*ЗАДАНИЕ*. Перепишите дословно часть отрывка об обороне вокруг плацдарма: от слов «Взломать такую оборону» до слов «целей, пристреливали репера.» включительно.

Плацдарм окружали мощные, глубоко эшелонированные полосы неприятельской обороны. Первая полоса включала в себя две фронтальные и две отсечные позиции. Ее передний край проходил по северным и северо-западным скатам высот в районе сел Керново, Гостилицы, Петровское и Троицкое. Почти сплошь он был прикрыт минными полями и проволочными заграждениями глубиной от 50 до 100 метров. Вторая позиция главной полосы была оборудована в 2—4 километрах от переднего края. Эти позиции занимали достаточно боеспособные фашистские соединения: моторизованная дивизия СС «Нордланд», пехотная дивизия СС «Полицай», 9-я и 10-я авиаполевые диивизии с приданным батальоном моряков «Остланд». Противник здесь располагал 265 орудиями, из которых 97 имели калибр свыше 150 миллиметров. Передний край второй полосы обороны проходил по линии населенных пунктов Копорье, Витино, Кипень, Алакюля, Сибилево и Сашино. Он тоже в достатке имел и опорные пункты, и узлы сопротивления.

Нельзя было сбрасывать со счета и дальнобойные батареи, предназначенные для обстрелов Ленинграда, — они, как известно, могли быть повернута в любую сторону. А для этой цели у немцев имелось 24 дивизиона полевых орудий от 75- до 105-миллиметрового калибра, 24 дивизиона артиллерии резерва главного командования калибром от 105 до 220 миллиметров и 2 дивизиона железнодорожной артиллерии, где калибр орудий достигал от 240 до 406 миллиметров.

Взломать такую оборону могла лишь по-настоящему [185] мощная группировка. И вот такую группировку у нас на плацдарме начали создавать.

В оставшиеся до 5 ноября дни мы готовились к стрельбам по вражеским батареям, достававшим своим огнем до Ораниенбаума, вели дополнительное изучение целей, пристреливали репера.

В ночь на пятое мы совершили упреждающий огневой налет по выделенным нам целям. Результат был успешным. Удар оказался неожиданным для противника, и он почти не обстреливал Ораниенбаумский порт. В ту ночь как раз и пришли первые 10 кораблей с бойцами 2-й ударной.

Сами по себе ночные морские перевозки между Ленинградом и Ораниенбаумом не могли озадачить врага, вызвать у него какие-либо подозрения. Ведь именно таким путем поддерживалась жизнедеятельность нашего плацдарма на протяжении всей навигации. Немцы достаточно привыкли к этому. Именно это и определило намерение нашего командования производить переброску войск малыми группами судов, так, чтобы противник не догадался о происходящей передислокации, не почуял замысла, в соответствии с которым готовилась операция.

*ИСХОДНЫЙ МАТЕРИАЛ*.
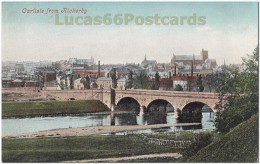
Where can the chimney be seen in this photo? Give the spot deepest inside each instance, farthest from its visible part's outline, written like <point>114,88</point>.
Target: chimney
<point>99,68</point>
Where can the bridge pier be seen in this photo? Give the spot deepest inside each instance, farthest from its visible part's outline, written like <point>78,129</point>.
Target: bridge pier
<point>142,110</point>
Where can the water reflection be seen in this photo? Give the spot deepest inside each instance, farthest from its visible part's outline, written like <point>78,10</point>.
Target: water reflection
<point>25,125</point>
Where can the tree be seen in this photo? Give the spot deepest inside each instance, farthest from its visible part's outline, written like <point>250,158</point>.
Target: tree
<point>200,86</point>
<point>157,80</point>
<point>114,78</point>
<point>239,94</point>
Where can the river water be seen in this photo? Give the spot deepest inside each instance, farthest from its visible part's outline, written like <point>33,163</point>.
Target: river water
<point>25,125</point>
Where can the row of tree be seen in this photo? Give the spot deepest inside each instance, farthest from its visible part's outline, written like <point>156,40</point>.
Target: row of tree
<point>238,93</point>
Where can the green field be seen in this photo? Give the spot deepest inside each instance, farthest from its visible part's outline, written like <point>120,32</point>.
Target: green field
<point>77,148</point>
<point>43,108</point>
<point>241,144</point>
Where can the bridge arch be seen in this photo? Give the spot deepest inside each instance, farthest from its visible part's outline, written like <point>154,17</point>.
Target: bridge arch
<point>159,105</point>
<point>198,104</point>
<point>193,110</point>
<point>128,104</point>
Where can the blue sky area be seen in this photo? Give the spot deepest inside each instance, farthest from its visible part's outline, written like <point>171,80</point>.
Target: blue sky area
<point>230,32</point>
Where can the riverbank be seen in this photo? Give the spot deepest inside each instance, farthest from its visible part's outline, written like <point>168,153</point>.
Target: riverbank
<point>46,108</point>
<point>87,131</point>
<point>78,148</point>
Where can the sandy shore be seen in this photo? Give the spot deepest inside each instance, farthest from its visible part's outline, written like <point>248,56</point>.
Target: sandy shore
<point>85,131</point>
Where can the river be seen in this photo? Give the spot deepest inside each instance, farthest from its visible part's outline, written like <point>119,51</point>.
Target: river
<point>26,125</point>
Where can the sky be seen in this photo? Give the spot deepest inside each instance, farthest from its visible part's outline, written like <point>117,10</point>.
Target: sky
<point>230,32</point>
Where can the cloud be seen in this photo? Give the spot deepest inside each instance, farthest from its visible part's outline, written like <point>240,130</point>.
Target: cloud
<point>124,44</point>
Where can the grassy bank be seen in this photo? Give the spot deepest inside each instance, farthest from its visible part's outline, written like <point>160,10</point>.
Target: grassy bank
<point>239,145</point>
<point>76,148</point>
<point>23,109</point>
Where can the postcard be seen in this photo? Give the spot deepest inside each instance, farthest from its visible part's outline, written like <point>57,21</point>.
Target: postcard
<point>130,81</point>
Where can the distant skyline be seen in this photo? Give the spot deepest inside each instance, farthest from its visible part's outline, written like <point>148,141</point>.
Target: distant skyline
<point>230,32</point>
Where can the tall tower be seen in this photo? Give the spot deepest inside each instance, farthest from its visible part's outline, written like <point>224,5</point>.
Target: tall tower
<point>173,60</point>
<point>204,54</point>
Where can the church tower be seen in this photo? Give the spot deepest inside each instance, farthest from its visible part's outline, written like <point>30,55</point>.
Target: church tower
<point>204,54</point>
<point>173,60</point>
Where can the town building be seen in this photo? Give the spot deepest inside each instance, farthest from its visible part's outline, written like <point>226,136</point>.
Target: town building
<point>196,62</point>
...
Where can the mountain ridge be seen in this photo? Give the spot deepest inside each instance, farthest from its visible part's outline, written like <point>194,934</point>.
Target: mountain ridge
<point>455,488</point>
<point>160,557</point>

*РЕЗУЛЬТАТ*.
Взломать такую оборону могла лишь по-настоящему [185] мощная группировка. И вот такую группировку у нас на плацдарме начали создавать.

В оставшиеся до 5 ноября дни мы готовились к стрельбам по вражеским батареям, достававшим своим огнем до Ораниенбаума, вели дополнительное изучение целей, пристреливали репера.